-- Text provided follows --

Mistake: Only Ever Using Cubes

Whiskey glasses with large ice balls
Whiskey glasses with large ice balls - Gchapel/Shutterstock

Ice doesn't need to just be used as cubes. Depending on where you're planning to use it, some other shapes might be a better idea. And I don't just mean using silicone molds with novelty shapes, either (although it's certainly fun to serve drinks with star-shaped ice). This tip's not just about the shape of your ice, but also the size.

If you use crushed ice, instead of a few big pieces, you'll have lots of small ones. All these little pieces will give the ice much more surface area, which means it'll cool things far faster, but it'll also melt faster at the same time. There are a few places where this makes crushed ice the perfect choice. For example, if you've ever been to a cocktail bar and watched your drinks being mixed, you'll notice that the bartenders often fill their cocktail shakers with crushed ice. This works to quickly cool the drink down as it's being mixed, but the crushed ice is strained out before it's served, meaning it doesn't have time to melt too much and dilute the drink.

Whiskey drinkers take the opposite approach. While purists might insist on drinking their whiskey neat, at room temperature, some people enjoy it chilled. Here, it's best to use a single, large piece of ice if possible. Those large ice balls you see whiskey served with may look fancy, but they also chill the drink without melting too quickly and diluting the liquor.

Mistake: Thinking You Always Need To Make Ice Yourself

Row of supermarket freezers
Row of supermarket freezers - Hitra/Shutterstock

A lot of larger bars have their own ice machines, to make ice on demand as and when they need it. Smaller bars, on the other hand, may buy their ice pre-made instead. This may be a matter of space or convenience. The bar where I used to work was on a riverboat, so there was no mains water and no room for anything that wasn't absolutely necessary. Bringing a few bags of pre-made ice on board before setting sail every evening was the simplest option.

-- Text provided concluded --
-- Information shown follows --

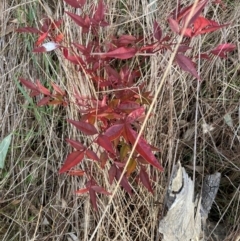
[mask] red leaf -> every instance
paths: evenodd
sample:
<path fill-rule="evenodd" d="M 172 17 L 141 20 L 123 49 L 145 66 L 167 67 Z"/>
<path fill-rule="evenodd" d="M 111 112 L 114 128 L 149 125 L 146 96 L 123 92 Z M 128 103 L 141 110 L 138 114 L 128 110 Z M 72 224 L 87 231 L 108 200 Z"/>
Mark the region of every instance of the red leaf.
<path fill-rule="evenodd" d="M 83 54 L 86 54 L 88 52 L 88 49 L 85 46 L 81 45 L 81 44 L 73 43 L 73 45 Z"/>
<path fill-rule="evenodd" d="M 51 83 L 51 85 L 52 85 L 53 89 L 54 89 L 58 94 L 60 94 L 61 96 L 65 96 L 65 95 L 66 95 L 65 91 L 63 91 L 59 86 L 57 86 L 57 85 L 54 84 L 54 83 Z"/>
<path fill-rule="evenodd" d="M 133 171 L 135 171 L 136 169 L 136 166 L 137 166 L 137 162 L 135 159 L 131 158 L 129 163 L 128 163 L 128 166 L 127 166 L 127 173 L 126 173 L 126 176 L 129 177 L 131 175 L 131 173 Z"/>
<path fill-rule="evenodd" d="M 108 155 L 105 151 L 100 154 L 101 168 L 103 169 L 107 163 Z"/>
<path fill-rule="evenodd" d="M 23 28 L 17 28 L 15 30 L 18 33 L 41 33 L 37 28 L 32 28 L 32 27 L 23 27 Z"/>
<path fill-rule="evenodd" d="M 117 174 L 117 167 L 115 164 L 112 164 L 110 169 L 108 170 L 108 176 L 109 176 L 109 183 L 112 185 L 114 178 Z"/>
<path fill-rule="evenodd" d="M 37 80 L 37 87 L 42 94 L 51 95 L 50 91 L 46 87 L 44 87 L 39 80 Z"/>
<path fill-rule="evenodd" d="M 103 147 L 106 151 L 109 151 L 115 154 L 115 151 L 113 150 L 113 147 L 112 147 L 112 143 L 106 135 L 99 135 L 96 142 L 98 143 L 99 146 Z"/>
<path fill-rule="evenodd" d="M 98 3 L 98 7 L 96 12 L 93 15 L 94 20 L 96 20 L 97 23 L 100 23 L 101 21 L 104 20 L 104 11 L 105 11 L 105 6 L 103 4 L 103 0 L 100 0 Z"/>
<path fill-rule="evenodd" d="M 100 187 L 100 186 L 91 186 L 91 189 L 97 193 L 111 195 L 110 192 L 106 191 L 103 187 Z"/>
<path fill-rule="evenodd" d="M 92 150 L 89 150 L 87 149 L 86 150 L 86 156 L 94 161 L 97 161 L 97 162 L 100 162 L 101 160 L 98 158 L 97 154 L 92 151 Z"/>
<path fill-rule="evenodd" d="M 86 193 L 86 192 L 89 192 L 89 188 L 79 189 L 79 190 L 77 190 L 75 193 L 76 193 L 76 194 L 83 194 L 83 193 Z"/>
<path fill-rule="evenodd" d="M 46 49 L 43 46 L 40 46 L 40 47 L 34 48 L 32 52 L 33 53 L 45 53 Z"/>
<path fill-rule="evenodd" d="M 125 48 L 120 47 L 110 51 L 108 53 L 101 54 L 101 57 L 109 57 L 109 58 L 116 58 L 116 59 L 130 59 L 137 53 L 135 48 Z"/>
<path fill-rule="evenodd" d="M 134 131 L 130 125 L 125 125 L 125 131 L 127 134 L 128 140 L 134 145 L 137 139 L 137 132 Z M 138 144 L 136 146 L 136 151 L 151 165 L 158 168 L 160 171 L 163 171 L 163 167 L 159 164 L 158 160 L 154 156 L 151 150 L 151 146 L 142 138 L 139 138 Z"/>
<path fill-rule="evenodd" d="M 157 23 L 157 21 L 154 21 L 154 23 L 153 23 L 153 36 L 158 41 L 160 41 L 162 38 L 162 29 L 159 26 L 159 24 Z"/>
<path fill-rule="evenodd" d="M 136 38 L 132 35 L 121 35 L 118 39 L 118 45 L 128 45 L 134 44 L 136 42 Z"/>
<path fill-rule="evenodd" d="M 70 153 L 64 162 L 63 166 L 59 170 L 59 173 L 63 173 L 71 169 L 72 167 L 76 166 L 79 164 L 84 157 L 84 151 L 74 151 Z"/>
<path fill-rule="evenodd" d="M 120 177 L 122 175 L 122 172 L 117 168 L 116 169 L 116 179 L 119 181 Z M 121 181 L 120 181 L 121 186 L 129 193 L 129 195 L 132 195 L 132 188 L 128 182 L 128 179 L 126 178 L 125 175 L 123 175 Z"/>
<path fill-rule="evenodd" d="M 40 44 L 43 43 L 43 41 L 47 38 L 48 36 L 48 32 L 46 33 L 43 33 L 42 35 L 39 36 L 37 42 L 36 42 L 36 45 L 39 46 Z"/>
<path fill-rule="evenodd" d="M 95 211 L 97 211 L 98 208 L 97 208 L 97 196 L 96 196 L 96 192 L 90 188 L 90 189 L 89 189 L 89 194 L 90 194 L 90 200 L 91 200 L 92 206 L 93 206 L 93 208 L 95 209 Z"/>
<path fill-rule="evenodd" d="M 187 50 L 189 50 L 189 49 L 191 49 L 191 47 L 186 46 L 186 45 L 180 45 L 180 46 L 178 47 L 177 52 L 178 52 L 178 53 L 185 53 L 185 52 L 186 52 Z"/>
<path fill-rule="evenodd" d="M 41 100 L 38 101 L 37 106 L 44 106 L 47 105 L 48 102 L 50 101 L 50 97 L 43 97 Z"/>
<path fill-rule="evenodd" d="M 79 129 L 86 135 L 95 135 L 98 133 L 95 126 L 93 126 L 85 121 L 68 120 L 68 122 L 73 124 L 74 126 L 76 126 L 77 129 Z"/>
<path fill-rule="evenodd" d="M 182 10 L 181 13 L 179 13 L 178 15 L 178 21 L 180 21 L 181 19 L 183 19 L 183 22 L 185 23 L 186 20 L 189 18 L 189 15 L 191 14 L 191 18 L 189 19 L 189 22 L 188 22 L 188 26 L 186 27 L 190 27 L 190 25 L 192 23 L 195 22 L 195 20 L 199 17 L 199 15 L 201 14 L 203 8 L 205 7 L 205 5 L 207 4 L 209 0 L 202 0 L 202 1 L 199 1 L 196 5 L 196 7 L 194 8 L 194 11 L 192 11 L 192 8 L 193 8 L 193 5 L 192 4 L 191 6 L 189 7 L 186 7 L 185 9 Z"/>
<path fill-rule="evenodd" d="M 63 37 L 64 37 L 64 35 L 63 35 L 62 33 L 60 33 L 60 34 L 58 34 L 57 36 L 55 36 L 55 37 L 53 38 L 53 40 L 54 40 L 54 42 L 56 42 L 56 43 L 61 43 L 62 40 L 63 40 Z"/>
<path fill-rule="evenodd" d="M 180 29 L 179 29 L 178 22 L 173 18 L 168 18 L 168 22 L 171 30 L 175 33 L 179 33 Z"/>
<path fill-rule="evenodd" d="M 82 8 L 86 2 L 86 0 L 64 0 L 67 4 L 74 8 Z"/>
<path fill-rule="evenodd" d="M 126 118 L 126 122 L 128 123 L 133 123 L 135 120 L 137 120 L 138 118 L 144 116 L 145 114 L 145 110 L 144 107 L 140 107 L 134 111 L 132 111 Z"/>
<path fill-rule="evenodd" d="M 70 176 L 83 176 L 84 173 L 85 173 L 85 171 L 79 169 L 79 170 L 69 171 L 68 175 L 70 175 Z"/>
<path fill-rule="evenodd" d="M 152 185 L 150 183 L 149 177 L 147 172 L 144 170 L 144 168 L 141 168 L 139 173 L 139 178 L 142 184 L 148 189 L 149 192 L 153 193 Z"/>
<path fill-rule="evenodd" d="M 125 101 L 118 106 L 118 109 L 130 113 L 136 109 L 139 109 L 140 105 L 134 101 Z"/>
<path fill-rule="evenodd" d="M 83 151 L 86 149 L 86 147 L 80 143 L 79 141 L 74 141 L 74 140 L 70 140 L 70 139 L 66 139 L 66 141 L 75 149 L 79 150 L 79 151 Z"/>
<path fill-rule="evenodd" d="M 115 124 L 109 127 L 104 135 L 107 136 L 110 141 L 113 141 L 121 136 L 123 127 L 123 124 Z"/>
<path fill-rule="evenodd" d="M 25 85 L 28 89 L 39 92 L 36 84 L 34 84 L 33 82 L 31 82 L 30 80 L 26 80 L 26 79 L 20 78 L 19 81 L 20 81 L 23 85 Z M 39 92 L 39 94 L 40 94 L 40 92 Z"/>
<path fill-rule="evenodd" d="M 197 70 L 194 67 L 194 63 L 190 58 L 186 57 L 183 54 L 177 54 L 175 60 L 181 69 L 189 72 L 194 77 L 200 80 L 200 76 L 198 75 Z"/>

-- Information shown concluded --

Your instructions: Continue the text about ice mistakes from where it stops.

Output for this task:
Pre-made ice is made in such a way as to keep it as clear as possible, producing the kind of ice that can be difficult to even see in some drinks. It's evenly frozen, without impurities, and is usually made by machines to come as small, hollow cylinders rather than cubes. It's also quite cheap to buy and is often available by the bag in supermarkets. At first, you may think it's a waste of money to buy ice when you can easily make it at home, but there are some major benefits to doing so, even if it feels a bit like cheating. As well as being crystal clear, pre-made ice lets you sidestep the issues I've talked about here, letting you concentrate on what drinks you're planning to serve it with.

Mistake: Not Considering Alternatives

Glass of whiskey with stones
Glass of whiskey with stones - Yulia Gusterina/Getty Images

Freezing ice cubes for your drinks isn't the only way to chill your drinks, and there are a couple of alternatives worth thinking about. One you may have seen is refreezable ice cubes. These are simply small plastic cubes filled with water. They work just like the larger cooler packs you might use to chill your drinks at the beach. Just freeze them and drop them into your drinks to keep them cold without diluting them. You do need to be careful here, though, because the plastic can have the exact same problem as ice cube trays, picking up unwanted scents over time. If you're using this option, be sure to buy high-quality refreezable ice cubes, and clean them off as soon as you're finished with them.

Another alternative to ice cubes is to use whiskey stones. These don't use water at all. Instead, they're solid blocks, usually made from a stone like marble, or sometimes from stainless steel. Any connoisseur of single malt whiskey will tell you that the taste of a good whiskey will change as you add water. In Scotland, it's sometimes served with a small jug of water, so drinkers can dilute it to get the flavor they like best. Whiskey stones are a convenient way to chill your drink while making sure it always stays at the perfect dilution, whether neat or mixed with water.